### Records shown
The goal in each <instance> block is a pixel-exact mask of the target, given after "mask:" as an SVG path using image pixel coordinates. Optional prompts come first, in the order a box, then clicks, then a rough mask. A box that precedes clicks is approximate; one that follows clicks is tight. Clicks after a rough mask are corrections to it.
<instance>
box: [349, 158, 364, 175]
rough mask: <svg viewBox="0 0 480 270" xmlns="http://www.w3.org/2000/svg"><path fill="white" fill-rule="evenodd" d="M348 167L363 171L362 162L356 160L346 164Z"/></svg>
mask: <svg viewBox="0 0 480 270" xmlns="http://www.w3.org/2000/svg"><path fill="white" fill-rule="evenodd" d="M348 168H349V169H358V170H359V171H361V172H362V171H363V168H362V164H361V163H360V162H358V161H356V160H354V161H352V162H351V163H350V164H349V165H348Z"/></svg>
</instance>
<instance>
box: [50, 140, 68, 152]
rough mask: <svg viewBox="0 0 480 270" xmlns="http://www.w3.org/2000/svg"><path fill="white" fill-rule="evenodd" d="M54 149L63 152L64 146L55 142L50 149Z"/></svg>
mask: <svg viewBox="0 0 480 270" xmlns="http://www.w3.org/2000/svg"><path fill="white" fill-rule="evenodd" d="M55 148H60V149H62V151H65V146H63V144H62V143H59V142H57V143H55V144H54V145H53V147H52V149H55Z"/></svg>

### Your goal
Please render the data above as a Markdown table with two columns, Row and Line. Put each line of the data in its own numbered row and leave out any blank lines.

### Solution to the problem
| Row | Line |
|---|---|
| 1 | The goal in each <instance> block is a pixel-exact mask of the target, given after "mask:" as an SVG path using image pixel coordinates. Optional prompts come first, in the order a box, then clicks, then a rough mask. A box that precedes clicks is approximate; one that follows clicks is tight. Clicks after a rough mask are corrections to it. |
| 2 | <instance> |
| 3 | box: [349, 158, 364, 175] |
| 4 | rough mask: <svg viewBox="0 0 480 270" xmlns="http://www.w3.org/2000/svg"><path fill="white" fill-rule="evenodd" d="M348 167L363 171L362 162L356 160L346 164Z"/></svg> |
| 5 | mask: <svg viewBox="0 0 480 270" xmlns="http://www.w3.org/2000/svg"><path fill="white" fill-rule="evenodd" d="M348 168H349V169H358V170H359V171H361V172H362V171H363V168H362V164H361V163H360V162H358V161H356V160H354V161H352V162H351V163H350V164H349V165H348Z"/></svg> |
| 6 | </instance> |
| 7 | <instance> |
| 8 | box: [50, 140, 68, 152] |
| 9 | rough mask: <svg viewBox="0 0 480 270" xmlns="http://www.w3.org/2000/svg"><path fill="white" fill-rule="evenodd" d="M54 149L63 152L64 146L55 142L50 149Z"/></svg> |
| 10 | mask: <svg viewBox="0 0 480 270" xmlns="http://www.w3.org/2000/svg"><path fill="white" fill-rule="evenodd" d="M55 148H60V149H62V151H65V146H63V144H62V143H59V142H57V143H55V144H54V145H53V147H52V149H55Z"/></svg> |